Directions:
[a] In the bogey entry, reproduce word for word the passage starting with "3. figurative. A" and going on through "the mucus variety.".
[b] Name each meaning of "bogey" given in the numbered definitions of the bogey entry.

Supplied text:
Saturday, 7 September 2013

Bogey (Man) - Snot Funny

Fear, Childhood, Monster

BOGEY

Noun. Also bogy. Mid-19th century.
[Probably related to BOGLE, etc., BUG noun.]

1. (As a proper name, B-.) The Devil. M19

2. An evil spirit, a goblin; a bogle. Also bogey man. M19

3. figurative. A bugbear. M19

4. A detective, a police officer. slang. E20

5. A piece of nasal mucus. colloquial. M20

6. An unidentified enemy aircraft. slang. L20

When I was young (really young), my brothers were babysitting me one night and, doing what a little brother does, I was being difficult about going to bed. One of my brothers told me that, if I left the bedroom again, the Bogey Man would get me. I had no idea what the Bogey Man was, so it was left to my terrifyingly vivid imagination, conjuring an image of an awful green man, dripping with bogies, stalking the halls of our house in search of children to eat. The clear image of the Bogey Man and the terror he instilled has never left me, although at least in adulthood I have a clearer idea of his origins and know that at least he's nothing to do with bogies of the mucus variety.

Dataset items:
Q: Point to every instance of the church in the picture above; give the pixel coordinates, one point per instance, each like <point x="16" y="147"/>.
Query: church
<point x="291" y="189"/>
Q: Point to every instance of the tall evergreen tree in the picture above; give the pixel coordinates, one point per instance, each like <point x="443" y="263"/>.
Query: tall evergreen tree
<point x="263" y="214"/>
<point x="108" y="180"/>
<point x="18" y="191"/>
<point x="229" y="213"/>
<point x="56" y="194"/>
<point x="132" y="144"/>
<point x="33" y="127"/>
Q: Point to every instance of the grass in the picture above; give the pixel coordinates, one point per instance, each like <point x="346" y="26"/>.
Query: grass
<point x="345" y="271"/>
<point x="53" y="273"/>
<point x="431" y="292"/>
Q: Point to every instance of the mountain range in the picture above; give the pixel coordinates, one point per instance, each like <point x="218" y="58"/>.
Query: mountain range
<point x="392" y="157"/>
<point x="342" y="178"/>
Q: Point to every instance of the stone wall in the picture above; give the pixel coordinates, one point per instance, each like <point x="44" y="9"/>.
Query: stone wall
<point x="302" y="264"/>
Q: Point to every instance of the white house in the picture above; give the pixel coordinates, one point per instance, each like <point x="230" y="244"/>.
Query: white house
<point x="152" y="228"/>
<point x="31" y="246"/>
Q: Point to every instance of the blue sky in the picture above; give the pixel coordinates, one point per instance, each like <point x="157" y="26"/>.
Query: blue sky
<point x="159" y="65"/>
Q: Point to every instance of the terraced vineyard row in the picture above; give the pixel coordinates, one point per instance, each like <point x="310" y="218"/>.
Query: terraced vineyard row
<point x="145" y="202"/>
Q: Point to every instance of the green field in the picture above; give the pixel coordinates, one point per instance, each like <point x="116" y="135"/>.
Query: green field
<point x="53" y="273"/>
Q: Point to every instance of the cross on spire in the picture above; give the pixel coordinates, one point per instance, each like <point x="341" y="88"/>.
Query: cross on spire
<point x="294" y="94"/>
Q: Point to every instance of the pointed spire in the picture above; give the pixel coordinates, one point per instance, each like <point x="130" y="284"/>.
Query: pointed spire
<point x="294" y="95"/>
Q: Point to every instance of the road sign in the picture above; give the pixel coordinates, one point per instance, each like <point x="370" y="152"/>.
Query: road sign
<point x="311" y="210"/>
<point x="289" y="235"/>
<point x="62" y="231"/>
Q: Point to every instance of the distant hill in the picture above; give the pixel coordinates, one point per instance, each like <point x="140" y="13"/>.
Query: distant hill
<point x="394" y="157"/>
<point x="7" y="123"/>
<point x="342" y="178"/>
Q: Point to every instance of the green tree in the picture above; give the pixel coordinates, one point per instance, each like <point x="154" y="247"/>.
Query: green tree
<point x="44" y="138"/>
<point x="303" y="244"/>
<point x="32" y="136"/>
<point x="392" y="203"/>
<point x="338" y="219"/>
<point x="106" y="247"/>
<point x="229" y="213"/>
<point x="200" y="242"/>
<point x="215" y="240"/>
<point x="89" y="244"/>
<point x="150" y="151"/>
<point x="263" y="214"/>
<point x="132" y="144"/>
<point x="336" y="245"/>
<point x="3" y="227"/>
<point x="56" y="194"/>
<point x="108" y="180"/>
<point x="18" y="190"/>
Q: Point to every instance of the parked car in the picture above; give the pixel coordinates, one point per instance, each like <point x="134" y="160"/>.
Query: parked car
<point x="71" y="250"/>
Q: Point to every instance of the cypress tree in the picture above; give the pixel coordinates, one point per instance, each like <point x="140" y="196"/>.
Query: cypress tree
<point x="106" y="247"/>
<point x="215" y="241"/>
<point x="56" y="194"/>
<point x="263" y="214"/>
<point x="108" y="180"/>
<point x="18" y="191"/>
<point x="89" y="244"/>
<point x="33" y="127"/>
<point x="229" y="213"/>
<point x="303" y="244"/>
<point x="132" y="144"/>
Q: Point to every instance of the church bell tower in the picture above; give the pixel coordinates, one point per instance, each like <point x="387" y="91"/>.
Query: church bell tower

The results:
[a]
3. figurative. A bugbear. M19

4. A detective, a police officer. slang. E20

5. A piece of nasal mucus. colloquial. M20

6. An unidentified enemy aircraft. slang. L20

When I was young (really young), my brothers were babysitting me one night and, doing what a little brother does, I was being difficult about going to bed. One of my brothers told me that, if I left the bedroom again, the Bogey Man would get me. I had no idea what the Bogey Man was, so it was left to my terrifyingly vivid imagination, conjuring an image of an awful green man, dripping with bogies, stalking the halls of our house in search of children to eat. The clear image of the Bogey Man and the terror he instilled has never left me, although at least in adulthood I have a clearer idea of his origins and know that at least he's nothing to do with bogies of the mucus variety.

[b]
1. The Devil
2. An evil spirit, a goblin, a bogle
3. A bugbear
4. A detective, a police officer
5. A piece of nasal mucus
6. An unidentified enemy aircraft